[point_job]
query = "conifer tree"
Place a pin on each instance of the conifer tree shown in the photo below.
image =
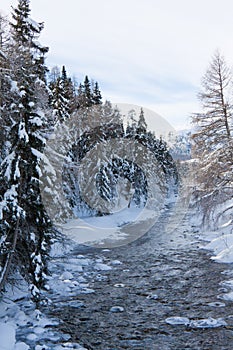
(142, 125)
(25, 228)
(97, 98)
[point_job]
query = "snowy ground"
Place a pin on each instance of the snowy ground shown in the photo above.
(98, 230)
(20, 319)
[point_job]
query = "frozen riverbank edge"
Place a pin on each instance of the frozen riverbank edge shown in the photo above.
(20, 319)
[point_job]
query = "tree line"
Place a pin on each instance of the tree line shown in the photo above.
(213, 141)
(33, 103)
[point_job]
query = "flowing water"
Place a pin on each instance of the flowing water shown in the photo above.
(158, 276)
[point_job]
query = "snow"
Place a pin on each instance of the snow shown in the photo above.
(33, 23)
(36, 121)
(7, 332)
(201, 323)
(116, 309)
(95, 230)
(2, 55)
(177, 320)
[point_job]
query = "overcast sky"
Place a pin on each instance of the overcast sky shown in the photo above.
(147, 52)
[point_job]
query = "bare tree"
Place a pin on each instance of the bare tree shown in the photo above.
(213, 134)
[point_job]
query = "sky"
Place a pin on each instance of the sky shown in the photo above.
(151, 53)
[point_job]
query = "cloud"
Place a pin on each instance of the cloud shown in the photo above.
(154, 52)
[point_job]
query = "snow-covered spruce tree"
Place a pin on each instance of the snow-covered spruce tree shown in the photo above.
(142, 125)
(97, 97)
(25, 227)
(213, 137)
(62, 97)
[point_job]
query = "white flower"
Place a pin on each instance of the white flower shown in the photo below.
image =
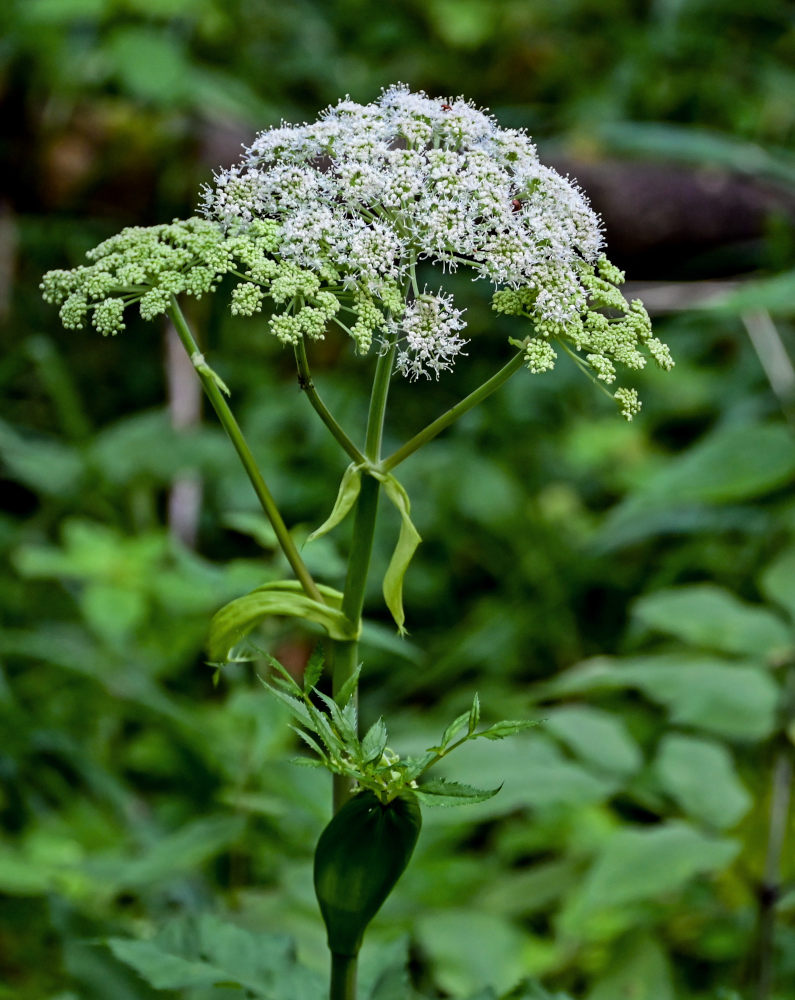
(427, 336)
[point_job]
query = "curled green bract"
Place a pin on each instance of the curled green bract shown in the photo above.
(235, 620)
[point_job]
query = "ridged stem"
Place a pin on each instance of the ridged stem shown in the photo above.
(230, 425)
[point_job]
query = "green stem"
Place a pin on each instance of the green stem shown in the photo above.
(343, 977)
(450, 416)
(346, 653)
(232, 428)
(308, 387)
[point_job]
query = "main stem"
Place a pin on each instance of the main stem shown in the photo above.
(232, 428)
(450, 416)
(343, 977)
(346, 654)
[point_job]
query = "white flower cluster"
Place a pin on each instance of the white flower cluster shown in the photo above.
(326, 223)
(428, 334)
(368, 190)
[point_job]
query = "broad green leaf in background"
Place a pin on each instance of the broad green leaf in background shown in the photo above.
(597, 737)
(48, 466)
(640, 971)
(210, 951)
(492, 956)
(708, 616)
(645, 864)
(731, 464)
(699, 775)
(778, 582)
(179, 853)
(718, 696)
(534, 773)
(698, 145)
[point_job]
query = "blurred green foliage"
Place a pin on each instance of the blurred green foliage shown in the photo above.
(631, 584)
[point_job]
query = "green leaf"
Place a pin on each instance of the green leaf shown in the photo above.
(442, 792)
(508, 727)
(640, 969)
(598, 738)
(699, 775)
(471, 949)
(310, 742)
(646, 864)
(47, 466)
(733, 463)
(413, 767)
(778, 582)
(374, 741)
(708, 616)
(209, 951)
(235, 620)
(350, 487)
(718, 696)
(474, 715)
(314, 668)
(348, 689)
(297, 707)
(408, 540)
(454, 729)
(177, 853)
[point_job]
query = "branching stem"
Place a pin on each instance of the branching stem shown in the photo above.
(210, 382)
(450, 416)
(308, 388)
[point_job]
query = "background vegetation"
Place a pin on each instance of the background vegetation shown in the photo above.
(632, 584)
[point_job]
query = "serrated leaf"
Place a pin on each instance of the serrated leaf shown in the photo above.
(350, 714)
(413, 767)
(297, 708)
(474, 715)
(350, 487)
(348, 689)
(209, 951)
(307, 762)
(508, 727)
(454, 729)
(314, 668)
(338, 717)
(442, 792)
(310, 742)
(374, 741)
(235, 620)
(324, 730)
(408, 540)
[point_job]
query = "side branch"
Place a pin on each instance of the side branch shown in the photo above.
(213, 388)
(450, 416)
(308, 387)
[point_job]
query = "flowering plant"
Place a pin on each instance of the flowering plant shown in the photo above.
(328, 223)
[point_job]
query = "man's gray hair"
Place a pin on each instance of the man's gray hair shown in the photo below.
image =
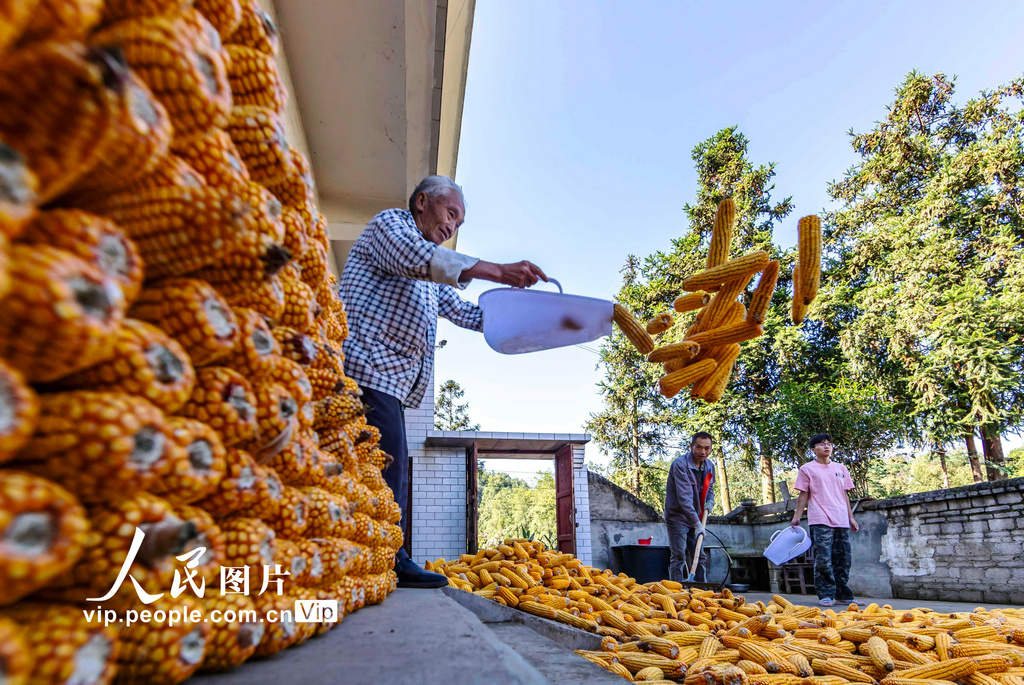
(433, 186)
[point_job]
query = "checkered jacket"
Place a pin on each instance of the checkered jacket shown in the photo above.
(394, 286)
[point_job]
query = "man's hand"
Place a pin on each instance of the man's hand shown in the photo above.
(520, 274)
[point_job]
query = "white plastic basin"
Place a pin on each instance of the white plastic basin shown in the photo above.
(518, 320)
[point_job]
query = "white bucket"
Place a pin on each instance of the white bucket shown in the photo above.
(518, 320)
(787, 544)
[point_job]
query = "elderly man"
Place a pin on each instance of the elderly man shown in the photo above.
(396, 282)
(688, 494)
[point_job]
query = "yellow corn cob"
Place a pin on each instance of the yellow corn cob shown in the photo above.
(721, 308)
(878, 649)
(44, 528)
(721, 237)
(300, 301)
(954, 669)
(799, 308)
(727, 335)
(659, 324)
(61, 314)
(213, 155)
(186, 75)
(256, 29)
(682, 351)
(55, 642)
(193, 313)
(254, 79)
(196, 467)
(259, 136)
(181, 229)
(761, 297)
(153, 651)
(98, 444)
(671, 384)
(809, 237)
(230, 643)
(636, 334)
(224, 15)
(93, 240)
(114, 524)
(20, 408)
(59, 103)
(733, 269)
(145, 362)
(691, 301)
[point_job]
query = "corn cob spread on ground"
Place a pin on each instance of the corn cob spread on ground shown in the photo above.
(705, 355)
(145, 169)
(660, 632)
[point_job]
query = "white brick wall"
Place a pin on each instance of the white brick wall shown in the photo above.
(582, 496)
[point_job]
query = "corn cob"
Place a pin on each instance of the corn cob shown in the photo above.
(878, 649)
(44, 529)
(691, 301)
(181, 229)
(671, 384)
(809, 236)
(212, 154)
(727, 335)
(59, 315)
(152, 651)
(60, 104)
(300, 301)
(186, 75)
(196, 467)
(114, 525)
(93, 240)
(632, 329)
(954, 669)
(18, 412)
(259, 136)
(681, 351)
(238, 489)
(195, 314)
(145, 362)
(761, 297)
(98, 444)
(733, 269)
(721, 236)
(53, 643)
(799, 309)
(230, 643)
(254, 79)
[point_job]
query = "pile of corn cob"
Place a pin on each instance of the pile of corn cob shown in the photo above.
(706, 355)
(660, 633)
(170, 347)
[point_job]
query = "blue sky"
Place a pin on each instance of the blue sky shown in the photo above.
(581, 118)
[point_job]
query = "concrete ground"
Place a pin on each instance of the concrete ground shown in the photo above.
(421, 637)
(901, 604)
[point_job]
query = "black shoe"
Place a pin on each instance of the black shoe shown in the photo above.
(411, 575)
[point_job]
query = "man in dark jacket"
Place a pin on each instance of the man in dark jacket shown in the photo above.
(688, 494)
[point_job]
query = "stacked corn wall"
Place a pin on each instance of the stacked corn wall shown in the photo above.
(664, 633)
(171, 371)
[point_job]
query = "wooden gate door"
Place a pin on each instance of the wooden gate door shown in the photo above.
(564, 500)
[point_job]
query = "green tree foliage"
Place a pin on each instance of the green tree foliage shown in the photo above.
(928, 261)
(509, 507)
(449, 415)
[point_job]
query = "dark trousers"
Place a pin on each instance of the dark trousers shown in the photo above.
(388, 416)
(832, 562)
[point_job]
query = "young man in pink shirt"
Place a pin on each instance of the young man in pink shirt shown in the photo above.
(823, 484)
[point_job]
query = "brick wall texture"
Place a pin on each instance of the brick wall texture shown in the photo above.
(965, 544)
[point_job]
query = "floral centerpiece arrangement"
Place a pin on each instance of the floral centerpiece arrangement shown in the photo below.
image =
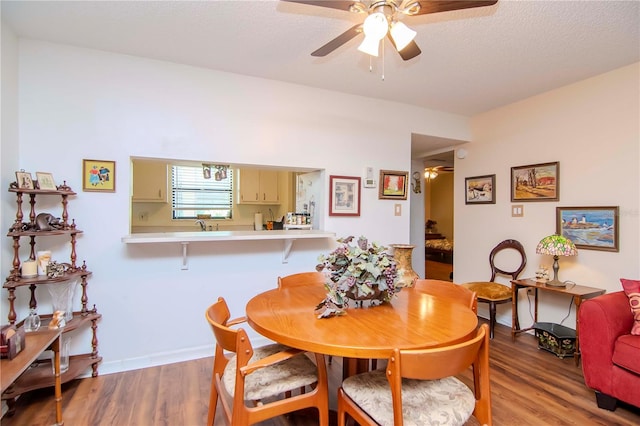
(356, 272)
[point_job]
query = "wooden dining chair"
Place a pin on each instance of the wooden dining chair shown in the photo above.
(302, 278)
(418, 387)
(255, 384)
(448, 290)
(495, 293)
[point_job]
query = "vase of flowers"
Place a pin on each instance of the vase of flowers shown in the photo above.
(360, 272)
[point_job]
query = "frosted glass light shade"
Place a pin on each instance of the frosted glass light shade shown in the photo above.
(369, 46)
(402, 35)
(376, 26)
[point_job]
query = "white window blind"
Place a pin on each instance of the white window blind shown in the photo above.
(193, 194)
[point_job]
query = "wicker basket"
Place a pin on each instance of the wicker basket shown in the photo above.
(555, 338)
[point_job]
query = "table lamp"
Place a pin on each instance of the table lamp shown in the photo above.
(556, 245)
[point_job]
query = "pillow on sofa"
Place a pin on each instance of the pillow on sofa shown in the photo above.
(632, 290)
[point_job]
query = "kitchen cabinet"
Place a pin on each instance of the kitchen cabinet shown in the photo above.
(258, 187)
(149, 181)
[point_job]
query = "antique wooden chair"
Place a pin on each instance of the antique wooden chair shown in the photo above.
(448, 290)
(254, 384)
(302, 278)
(418, 387)
(495, 293)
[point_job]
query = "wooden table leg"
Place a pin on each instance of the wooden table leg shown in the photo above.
(515, 323)
(576, 354)
(58, 385)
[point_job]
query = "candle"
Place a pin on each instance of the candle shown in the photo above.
(29, 268)
(44, 257)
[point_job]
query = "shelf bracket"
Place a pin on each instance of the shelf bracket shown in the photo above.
(287, 249)
(185, 259)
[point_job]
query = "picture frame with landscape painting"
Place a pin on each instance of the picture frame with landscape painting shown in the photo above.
(480, 189)
(536, 182)
(393, 185)
(591, 228)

**********

» **Problem details**
Which lines in the entries above contain the word "gray"? List each one in full.

» **Response to the exercise**
query = "man's gray hair"
Place a pin on each instance of the man's gray hair shown in the photo below.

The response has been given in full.